Tasks to perform:
1 – Please translate this sentence from the Cleansing of the Temple essay into Spanish: "He overturned the tables of the money changers and the seats of those who were selling doves."
2 – Carry on the Cleansing of the Temple essay for another paragraph or two, starting after its last sentence.

Excerpt provided:
——
As Holy Week unfolds we are reminded of the events that led up to Jesus’ death, one of the most prominent being the Cleansing of the Temple. Recounted here is the version appearing in Mark 11:15-18:

“They came to Jerusalem, and on entering the temple area he began to drive out those selling and buying there. He overturned the tables of the money changers and the seats of those who were selling doves. He did not permit anyone to carry anything through the temple area. Then he taught them saying, “Is it not written:

‘My house shall be called a house of prayer for all peoples’?

But you have made it a den of thieves.”

The chief priests and the scribes came to hear of it and were seeking a way to put him to death, yet they feared him because the whole crowd was astonished at his teaching.”

When I was a child and heard this particular part of the Gospels it never really hit home how outraged Jesus must have been upon seeing the money changers and those who were selling doves. At one point someone told me that Jesus was angry because the doves were not the ritually pure animals required for sacrifice, but instead lower quality birds that weren’t suitable for an offering. That idea is, of course, reading into the text quite a bit. No, Jesus was shocked by the mere fact of commercial activity taking place in a holy space.

I think what really confused me was that in America, specifically in American Christianity, everything is for sale. Christianity is rife with marketing trends and schemes, from WWJD to Fireproof. Not only that, but we want to buy things because they are marketed as holy or pure. PureFlix exists, as does an entire genre of music, books and movies; all vying for the dollars of American Christians. There are even churches where you can buy coffee in the narthex (perhaps this is actually common, if it is, more’s the pity). Everywhere an American Christian looks there is stuff being sold in the name of God, so when the Son of God walks into the outer courtyard of the temple and sees money changing hands and animals being sold his overturning of tables seems like an overreaction. But perhaps looking at it from another angle will put it into perspective. This is a clip from the 1973 Jesus Christ Superstar:

In this scene we see all kinds of wrong going on at the temple, all condoned by the Caiaphas the Chief Priest. We see quack doctors, drug dealers and whores. All of them are singing about what you can get there, what’s available for sale.
——
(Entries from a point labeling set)
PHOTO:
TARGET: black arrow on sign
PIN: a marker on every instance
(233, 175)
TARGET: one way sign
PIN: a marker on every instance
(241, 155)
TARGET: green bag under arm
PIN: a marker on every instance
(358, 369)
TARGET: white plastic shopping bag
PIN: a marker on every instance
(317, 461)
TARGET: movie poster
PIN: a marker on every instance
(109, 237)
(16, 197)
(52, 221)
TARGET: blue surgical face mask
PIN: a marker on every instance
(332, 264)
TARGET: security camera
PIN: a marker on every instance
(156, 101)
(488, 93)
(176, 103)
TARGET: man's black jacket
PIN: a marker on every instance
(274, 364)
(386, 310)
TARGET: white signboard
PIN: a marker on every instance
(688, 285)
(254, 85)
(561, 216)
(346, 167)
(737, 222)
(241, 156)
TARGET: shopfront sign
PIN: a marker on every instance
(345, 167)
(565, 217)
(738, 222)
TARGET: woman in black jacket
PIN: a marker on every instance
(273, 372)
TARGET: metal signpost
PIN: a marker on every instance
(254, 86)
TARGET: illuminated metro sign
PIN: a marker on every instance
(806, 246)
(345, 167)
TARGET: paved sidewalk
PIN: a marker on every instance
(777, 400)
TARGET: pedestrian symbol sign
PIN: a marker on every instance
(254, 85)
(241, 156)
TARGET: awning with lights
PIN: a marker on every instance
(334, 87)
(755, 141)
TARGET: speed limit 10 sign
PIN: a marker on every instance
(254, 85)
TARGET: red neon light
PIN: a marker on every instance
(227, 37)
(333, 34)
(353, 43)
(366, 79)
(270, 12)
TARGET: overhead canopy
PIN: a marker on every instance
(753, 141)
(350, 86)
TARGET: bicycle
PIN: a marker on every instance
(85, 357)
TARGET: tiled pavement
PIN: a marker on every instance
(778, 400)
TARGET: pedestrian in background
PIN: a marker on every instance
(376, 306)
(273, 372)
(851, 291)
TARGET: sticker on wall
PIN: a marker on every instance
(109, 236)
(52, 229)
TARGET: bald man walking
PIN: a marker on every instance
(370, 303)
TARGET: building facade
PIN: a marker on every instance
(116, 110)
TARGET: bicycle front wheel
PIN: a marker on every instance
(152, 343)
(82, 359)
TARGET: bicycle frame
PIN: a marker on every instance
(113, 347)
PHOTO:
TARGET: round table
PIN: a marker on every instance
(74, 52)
——
Final results:
1 – Volcó las mesas de los cambistas y los asientos de los que vendían palomas.

2 –
Watching the pushers and the prostitutes look for business is a little unsettling the first time you see it. It feels all wrong to see such activity in a place that is supposed to be holy, and the camera work revels in the gratuitousness of it all. All this excess is the real focus of the temple during the busy season, the God-thing is just secondary. When Jesus flips out and begins flipping tables you can sympathize with his feelings. While there were no drugs for sale in the temple the sense of revulsion elicited by the movie is perhaps a taste of what Jesus felt. I first saw this movie as a child and every time I think of the Cleansing of the Temple I come back to it. Buying and selling in a holy space is a big deal, something that can profane the sacred and sully the pure. This movie was able to cut through the fog of our selling obsessed culture and get the point across. Jesus wasn’t overreacting, not by a long shot.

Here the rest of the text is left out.